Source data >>
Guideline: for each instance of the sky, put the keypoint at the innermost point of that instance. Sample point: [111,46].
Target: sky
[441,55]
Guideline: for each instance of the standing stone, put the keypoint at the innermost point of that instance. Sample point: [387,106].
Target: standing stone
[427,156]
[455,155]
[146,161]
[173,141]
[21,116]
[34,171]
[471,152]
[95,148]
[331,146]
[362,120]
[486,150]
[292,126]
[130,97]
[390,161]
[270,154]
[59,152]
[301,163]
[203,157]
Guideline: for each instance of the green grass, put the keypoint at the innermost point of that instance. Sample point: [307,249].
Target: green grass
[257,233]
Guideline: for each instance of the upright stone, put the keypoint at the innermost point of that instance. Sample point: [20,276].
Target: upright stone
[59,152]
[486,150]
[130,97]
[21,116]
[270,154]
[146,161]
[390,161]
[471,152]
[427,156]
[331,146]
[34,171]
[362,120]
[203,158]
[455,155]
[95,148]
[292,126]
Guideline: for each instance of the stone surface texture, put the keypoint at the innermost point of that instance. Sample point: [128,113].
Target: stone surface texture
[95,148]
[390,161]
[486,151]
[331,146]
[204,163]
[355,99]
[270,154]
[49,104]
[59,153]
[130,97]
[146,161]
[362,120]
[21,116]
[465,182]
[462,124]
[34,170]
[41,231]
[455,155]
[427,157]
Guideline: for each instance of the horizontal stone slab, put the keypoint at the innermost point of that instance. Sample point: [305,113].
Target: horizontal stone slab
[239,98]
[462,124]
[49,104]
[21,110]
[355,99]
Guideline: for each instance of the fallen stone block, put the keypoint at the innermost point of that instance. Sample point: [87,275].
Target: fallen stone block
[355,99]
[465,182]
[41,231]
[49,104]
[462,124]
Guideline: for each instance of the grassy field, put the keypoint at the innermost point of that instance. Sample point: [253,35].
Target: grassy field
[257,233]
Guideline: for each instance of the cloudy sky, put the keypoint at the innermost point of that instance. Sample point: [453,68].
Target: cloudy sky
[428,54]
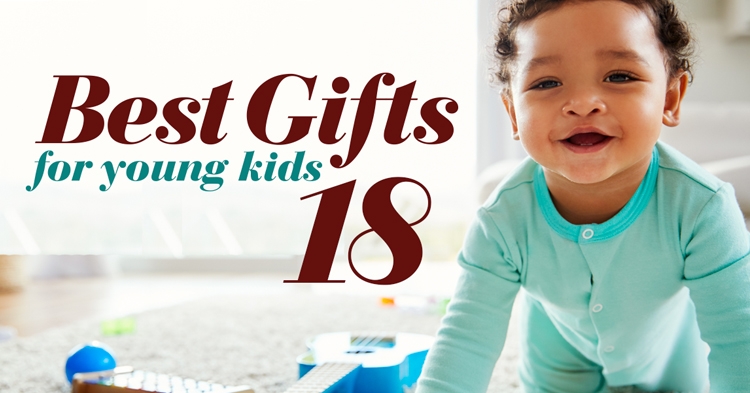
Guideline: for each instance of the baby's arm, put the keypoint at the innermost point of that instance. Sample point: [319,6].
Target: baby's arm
[717,271]
[473,331]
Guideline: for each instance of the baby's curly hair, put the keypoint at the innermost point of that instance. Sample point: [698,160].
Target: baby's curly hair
[673,33]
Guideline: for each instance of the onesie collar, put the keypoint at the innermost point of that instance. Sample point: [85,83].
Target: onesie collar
[606,230]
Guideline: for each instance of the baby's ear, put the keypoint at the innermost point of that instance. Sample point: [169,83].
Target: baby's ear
[508,103]
[673,100]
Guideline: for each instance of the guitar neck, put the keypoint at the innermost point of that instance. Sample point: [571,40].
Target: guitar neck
[327,378]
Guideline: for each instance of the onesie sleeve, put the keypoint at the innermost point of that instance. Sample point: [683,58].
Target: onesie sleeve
[717,272]
[472,333]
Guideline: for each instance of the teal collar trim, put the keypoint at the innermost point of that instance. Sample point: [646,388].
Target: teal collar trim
[606,230]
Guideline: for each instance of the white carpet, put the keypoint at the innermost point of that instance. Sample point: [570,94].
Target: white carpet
[247,339]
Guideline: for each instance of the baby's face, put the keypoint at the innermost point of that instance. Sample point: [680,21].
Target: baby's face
[589,93]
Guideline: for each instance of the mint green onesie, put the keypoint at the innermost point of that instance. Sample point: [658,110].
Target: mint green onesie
[629,302]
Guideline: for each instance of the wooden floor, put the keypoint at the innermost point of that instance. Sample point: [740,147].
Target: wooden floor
[44,304]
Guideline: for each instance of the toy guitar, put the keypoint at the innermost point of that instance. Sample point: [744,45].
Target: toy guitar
[376,363]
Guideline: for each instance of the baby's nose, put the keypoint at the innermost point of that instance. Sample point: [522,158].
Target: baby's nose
[583,103]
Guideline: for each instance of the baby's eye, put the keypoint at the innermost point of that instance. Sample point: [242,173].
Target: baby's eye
[619,77]
[546,84]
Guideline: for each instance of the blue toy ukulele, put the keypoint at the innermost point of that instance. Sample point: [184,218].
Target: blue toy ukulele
[368,363]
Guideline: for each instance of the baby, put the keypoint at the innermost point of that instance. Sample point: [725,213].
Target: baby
[632,257]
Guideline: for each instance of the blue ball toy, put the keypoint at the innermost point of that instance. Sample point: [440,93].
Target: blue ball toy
[90,357]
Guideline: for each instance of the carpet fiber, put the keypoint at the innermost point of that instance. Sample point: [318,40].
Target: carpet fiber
[248,339]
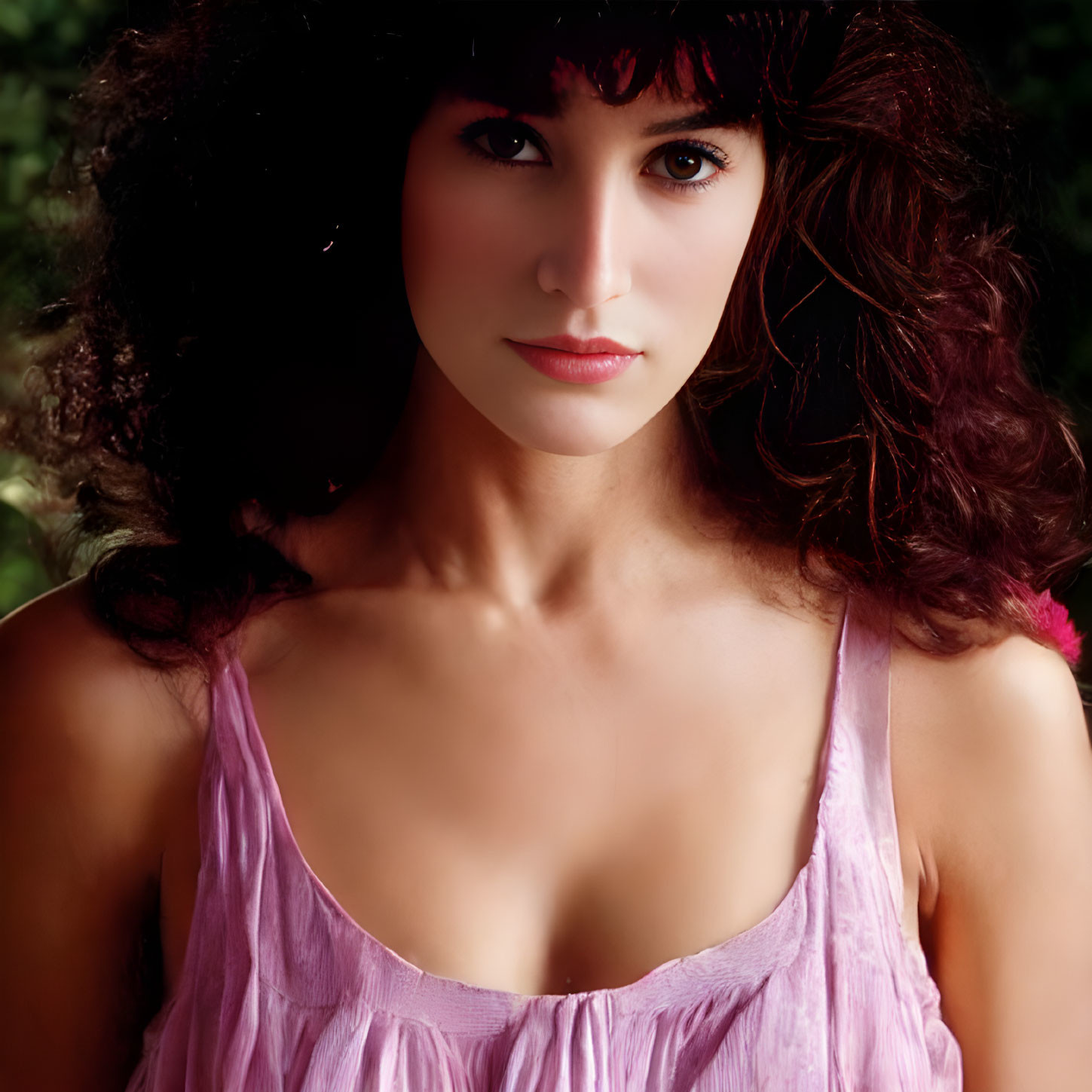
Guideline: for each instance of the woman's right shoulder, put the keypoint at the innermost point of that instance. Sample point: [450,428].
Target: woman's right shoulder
[69,681]
[94,743]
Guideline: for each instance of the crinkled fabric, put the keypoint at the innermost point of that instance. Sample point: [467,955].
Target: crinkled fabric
[282,990]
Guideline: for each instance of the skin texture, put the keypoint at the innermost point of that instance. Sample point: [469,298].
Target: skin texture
[549,719]
[583,236]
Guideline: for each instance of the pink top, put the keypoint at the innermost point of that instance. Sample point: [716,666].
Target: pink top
[282,990]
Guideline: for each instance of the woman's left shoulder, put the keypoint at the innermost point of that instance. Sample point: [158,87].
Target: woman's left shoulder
[992,760]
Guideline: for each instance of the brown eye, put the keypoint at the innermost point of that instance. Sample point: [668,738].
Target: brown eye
[683,165]
[505,143]
[501,141]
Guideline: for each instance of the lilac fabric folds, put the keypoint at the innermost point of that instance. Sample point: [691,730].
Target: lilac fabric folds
[282,990]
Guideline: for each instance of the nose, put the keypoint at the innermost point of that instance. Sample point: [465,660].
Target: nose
[588,240]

About this task >>
Excluding the pictures, transcribe each entry above word for word.

Answer for this exercise >>
Guideline: for each instance of the sky, put the keypoint at the innermost point of that instance. Sample point: [111,46].
Target: sky
[441,55]
Guideline: for each instance of the standing stone, put the keypoint at the innermost point of that instance. Sample point: [387,106].
Target: standing stone
[427,156]
[455,155]
[146,161]
[173,141]
[21,116]
[34,171]
[471,152]
[95,148]
[331,146]
[362,120]
[486,150]
[292,126]
[130,97]
[390,161]
[270,154]
[59,152]
[301,163]
[203,157]
Guideline: for each instance of the green grass, put the keypoint at the innermost point of that instance. Sample point: [307,249].
Target: green grass
[257,233]
Guideline: for each instance of the upright stone, put the keypoint at the innermost point of that instance. Sample point: [20,276].
Target: upright stone
[59,152]
[486,150]
[130,97]
[21,116]
[270,154]
[146,161]
[390,161]
[471,152]
[427,156]
[331,146]
[34,171]
[362,120]
[203,158]
[455,155]
[95,148]
[292,126]
Guideline: for each instance of the stone surface texture, put the keypoint at the innermost point of that instance. Sample point: [128,113].
Target: stone surface texture
[95,148]
[390,161]
[486,151]
[331,146]
[204,163]
[355,99]
[270,154]
[49,104]
[59,153]
[130,97]
[146,161]
[362,120]
[21,116]
[465,182]
[462,124]
[34,170]
[41,231]
[455,155]
[427,157]
Guideline: for each instance of the horizontal stone slab, put the keypoint at the innermost point of that instance. Sample point: [305,113].
Target: horizontal stone slab
[239,98]
[462,124]
[49,104]
[21,110]
[355,99]
Guideline: for each instance of the fallen stone block, put the keypoint at the innermost point of that instance. Sample point: [87,275].
Target: fallen stone block
[355,99]
[465,182]
[41,231]
[49,104]
[462,124]
Guideline: for each instance of the grassy field, put the keypoint at the innermost point of that instance. Sample point: [253,35].
Target: grassy field
[257,233]
Guideline: for each instance of the cloudy sky, put the keypoint at the innermost point of that instance. Sample point: [453,68].
Target: cloudy sky
[428,54]
Guideline: for each instance of the baby's arm, put the keypoint at the innermost point of that instance. Sample point: [319,6].
Target: baby's arm
[717,271]
[473,331]
Guideline: for each instance of the baby's curly hair, put the keypoint at the innermost point of that instance. Sample point: [698,160].
Target: baby's curly hair
[673,33]
Guideline: for each instance of the onesie collar, put the keypoint at the innermost point of that instance. Sample point: [85,83].
Target: onesie collar
[606,230]
Guideline: for each instance of the baby's ear, put the keypoint at the innermost point of that instance. Sample point: [169,83].
Target: baby's ear
[508,103]
[673,100]
Guideline: for each instance of the guitar neck, put the keypoint at the innermost point of that instance. Sample point: [571,40].
Target: guitar neck
[327,378]
Guideline: for each instance of the onesie sleeve, put the keypoint at the innermost point of that instance. Sample point: [683,58].
Target: onesie sleeve
[717,272]
[472,333]
Guideline: for each instance of the teal collar trim, put the keypoint at the innermost point of that instance. Sample point: [646,388].
Target: teal collar trim
[606,230]
Guideline: for each instance of the white carpet, put the keypoint at the innermost point of that instance. Sample point: [570,94].
Target: white carpet
[247,339]
Guideline: for each instance of the baby's face, put the keypoint at the innermost point of that instance. Sample point: [680,21].
Target: baby's face
[589,93]
Guideline: for each instance of the mint green onesie, put the keypoint at the innermost point of that instance. Sample point: [658,110].
Target: mint green onesie
[629,302]
Guideline: for each instance of the wooden floor, put the keypoint at the innermost point of that instance. Sample point: [740,147].
Target: wooden floor
[44,304]
Guideline: for each instance of the toy guitar, put the keypoint at the innermost point of that instance. Sample point: [744,45].
Target: toy guitar
[376,363]
Guideline: for each instance of the baby's nose, put the keypoint at the innermost point of that instance. Sample point: [522,158].
Target: baby's nose
[583,103]
Guideline: for each instance of the baby's eye, put the keypoint at the innermost point of that instance. Sample point: [242,173].
Target: baby's eye
[619,77]
[546,84]
Guideline: for each instance of the blue toy ukulele, put the keypoint at the innermost point of that instance. Sample point: [184,218].
Target: blue toy ukulele
[368,363]
Guideline: for each instance of the baby, put the keypoint at the innermost point of that instance. Sample point: [725,213].
Target: baby
[632,257]
Guideline: for each instance of the blue ball toy, put the keypoint at the innermost point of that instance. Sample point: [440,93].
Target: blue ball toy
[90,357]
Guideline: for each instance of the carpet fiber, put the keypoint at the innermost point of that instance. Sample point: [318,40].
Target: carpet fiber
[248,339]
Guideline: for each instance of the woman's right shoulder, put the keypoint at the innermost point of that instance. Sample point: [450,428].
Target: woman's right shoulder
[69,681]
[94,743]
Guideline: for each instance of the crinkled fabric, put the keypoint at the innermost point of that instance. Sample point: [467,955].
Target: crinkled fabric
[282,990]
Guideline: for each instance of the skin texture, put the keypoint at the innermost point of that instance. Sample point: [469,298].
Target: skin texture
[549,719]
[583,236]
Guideline: for each instance of the pink top, put the keypoint at the innermost point of that instance. Sample point: [716,666].
Target: pink top
[282,990]
Guideline: for each instance of the woman's left shoulder, put the keypoint at the innermost point of that instance. Sample point: [158,87].
Target: woman's left shoulder
[992,760]
Guideline: for each instance of the brown eye, put the keypoint at the innermost point of that instance. Sample point: [668,738].
Target: brown eye
[683,165]
[505,143]
[501,141]
Guideline: for each instance of the lilac fabric folds, put the keypoint at the innermost point of that instance. Sample point: [691,730].
Target: lilac fabric folds
[282,990]
Guideline: for each instance of the nose, put the keypoint at the innermost point of that instance. Sample point: [465,660].
Target: nose
[588,240]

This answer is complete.